* **WORK REQUEST**
Output the data as it stands. Each line must match exactly.

Records excerpted from a collection:
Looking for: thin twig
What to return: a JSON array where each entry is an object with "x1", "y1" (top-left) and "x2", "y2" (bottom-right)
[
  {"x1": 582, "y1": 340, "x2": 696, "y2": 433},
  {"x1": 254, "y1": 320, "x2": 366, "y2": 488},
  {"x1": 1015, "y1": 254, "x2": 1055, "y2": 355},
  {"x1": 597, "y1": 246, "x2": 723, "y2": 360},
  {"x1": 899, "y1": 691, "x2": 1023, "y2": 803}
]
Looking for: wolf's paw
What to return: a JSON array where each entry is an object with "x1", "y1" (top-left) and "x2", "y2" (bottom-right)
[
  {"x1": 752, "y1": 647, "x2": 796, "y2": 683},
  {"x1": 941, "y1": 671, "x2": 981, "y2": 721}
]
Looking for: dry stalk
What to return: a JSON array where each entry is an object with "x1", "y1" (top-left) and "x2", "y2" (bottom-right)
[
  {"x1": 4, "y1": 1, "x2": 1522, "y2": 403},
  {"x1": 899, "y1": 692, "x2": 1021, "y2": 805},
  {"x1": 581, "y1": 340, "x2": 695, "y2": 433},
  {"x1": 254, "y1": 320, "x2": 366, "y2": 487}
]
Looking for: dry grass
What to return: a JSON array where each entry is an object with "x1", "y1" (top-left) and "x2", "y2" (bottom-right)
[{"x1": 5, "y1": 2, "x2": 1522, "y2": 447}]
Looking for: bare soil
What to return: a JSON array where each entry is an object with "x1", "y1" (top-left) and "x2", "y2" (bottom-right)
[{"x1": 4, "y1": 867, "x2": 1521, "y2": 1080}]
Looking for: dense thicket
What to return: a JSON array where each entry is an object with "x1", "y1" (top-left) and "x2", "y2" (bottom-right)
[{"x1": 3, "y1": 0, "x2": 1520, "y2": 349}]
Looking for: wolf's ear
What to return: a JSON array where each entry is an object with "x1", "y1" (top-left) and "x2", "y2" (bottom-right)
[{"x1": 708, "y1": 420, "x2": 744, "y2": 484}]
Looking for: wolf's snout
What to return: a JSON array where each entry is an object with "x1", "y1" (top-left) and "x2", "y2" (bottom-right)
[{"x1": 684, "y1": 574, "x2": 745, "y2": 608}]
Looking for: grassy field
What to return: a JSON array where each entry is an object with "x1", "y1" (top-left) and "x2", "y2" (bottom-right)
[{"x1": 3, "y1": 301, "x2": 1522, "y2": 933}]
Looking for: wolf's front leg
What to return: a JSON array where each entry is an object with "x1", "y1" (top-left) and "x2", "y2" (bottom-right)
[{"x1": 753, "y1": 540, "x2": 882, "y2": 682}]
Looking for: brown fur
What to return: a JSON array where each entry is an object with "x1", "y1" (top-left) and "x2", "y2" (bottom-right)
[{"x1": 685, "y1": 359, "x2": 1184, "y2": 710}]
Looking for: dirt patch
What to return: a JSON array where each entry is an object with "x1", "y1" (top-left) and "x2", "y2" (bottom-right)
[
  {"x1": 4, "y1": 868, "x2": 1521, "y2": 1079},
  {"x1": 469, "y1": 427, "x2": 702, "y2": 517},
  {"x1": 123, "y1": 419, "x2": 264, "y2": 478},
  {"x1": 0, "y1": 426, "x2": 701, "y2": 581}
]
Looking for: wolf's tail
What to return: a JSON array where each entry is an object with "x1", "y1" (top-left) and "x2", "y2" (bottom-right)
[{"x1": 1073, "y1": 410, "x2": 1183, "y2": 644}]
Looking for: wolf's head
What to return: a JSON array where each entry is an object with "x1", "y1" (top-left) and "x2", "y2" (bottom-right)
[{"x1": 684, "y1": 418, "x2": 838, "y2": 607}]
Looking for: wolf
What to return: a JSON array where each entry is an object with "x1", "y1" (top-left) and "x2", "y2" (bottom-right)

* **EXERCISE ANSWER**
Looking for: thin twig
What to return: a JSON array where each entry is an object with "x1", "y1" (top-left) and "x2", "y2" (bottom-right)
[
  {"x1": 582, "y1": 340, "x2": 696, "y2": 433},
  {"x1": 254, "y1": 320, "x2": 366, "y2": 488},
  {"x1": 1015, "y1": 254, "x2": 1055, "y2": 355},
  {"x1": 597, "y1": 246, "x2": 723, "y2": 360},
  {"x1": 899, "y1": 691, "x2": 1023, "y2": 803}
]
Looking for: wolf's paw
What to return: a JSON array where each entry is an object with "x1", "y1" (top-left) and "x2", "y2" (bottom-right)
[
  {"x1": 752, "y1": 647, "x2": 796, "y2": 683},
  {"x1": 941, "y1": 671, "x2": 981, "y2": 721}
]
Looking for: dry stalk
What to return: a JSON array where each entry is an object with "x1", "y1" (top-left) and "x2", "y2" (bottom-right)
[
  {"x1": 4, "y1": 1, "x2": 1522, "y2": 403},
  {"x1": 899, "y1": 692, "x2": 1021, "y2": 805},
  {"x1": 581, "y1": 340, "x2": 695, "y2": 433},
  {"x1": 254, "y1": 320, "x2": 366, "y2": 487}
]
Looking for: dry grass
What to return: a JSON array where each entry is an object with "x1", "y1" (top-left) and "x2", "y2" (bottom-right)
[{"x1": 5, "y1": 2, "x2": 1522, "y2": 447}]
Looking for: bare soil
What to return: a JSON array where each entry is an object with "x1", "y1" (top-left) and "x2", "y2" (bottom-right)
[{"x1": 4, "y1": 867, "x2": 1521, "y2": 1080}]
Looking for: dense thicket
What to return: a JSON array where each entry is an object with "x1", "y1" (top-left) and "x2", "y2" (bottom-right)
[{"x1": 3, "y1": 0, "x2": 1520, "y2": 349}]
Looking for: wolf's ear
What to return: a JSON array where each entry is an object with "x1", "y1" (top-left) and "x2", "y2" (bottom-right)
[{"x1": 708, "y1": 420, "x2": 744, "y2": 484}]
Looking for: wolf's snout
What to return: a JSON array where each entry is an object with "x1", "y1" (top-left) and "x2", "y2" (bottom-right)
[{"x1": 684, "y1": 574, "x2": 745, "y2": 608}]
Looking for: grassy field
What to return: a JSON array where each entry is an object with "x1", "y1" (top-left) and "x2", "y2" (bottom-right)
[{"x1": 3, "y1": 301, "x2": 1522, "y2": 933}]
Looking for: wolf's front leg
What to return: a JSON array where each entry is an object with "x1", "y1" (top-left) and "x2", "y2" (bottom-right)
[{"x1": 753, "y1": 540, "x2": 882, "y2": 682}]
Looking for: brown fur
What to return: a JSON array where each entry is an object with "x1", "y1" (top-left) and "x2", "y2" (bottom-right)
[{"x1": 685, "y1": 359, "x2": 1184, "y2": 710}]
Looking for: dirt patch
What to return: a JSON array where each entry is an object with "x1", "y1" (top-left) and "x2", "y2" (bottom-right)
[
  {"x1": 4, "y1": 868, "x2": 1521, "y2": 1079},
  {"x1": 469, "y1": 427, "x2": 702, "y2": 517},
  {"x1": 123, "y1": 419, "x2": 264, "y2": 478},
  {"x1": 0, "y1": 426, "x2": 701, "y2": 581}
]
Looking for: wolf's tail
What to return: a JSON array where each entry is an object with "x1", "y1" (top-left) and "x2", "y2" (bottom-right)
[{"x1": 1073, "y1": 410, "x2": 1183, "y2": 644}]
Looking for: wolf's head
What to return: a JSON array where each entry is an object with "x1", "y1" (top-left) and "x2", "y2" (bottom-right)
[{"x1": 684, "y1": 418, "x2": 838, "y2": 607}]
Looking for: wolf
What to return: a JSON array where each entry is an object with "x1", "y1" (top-left) and "x2", "y2" (bottom-right)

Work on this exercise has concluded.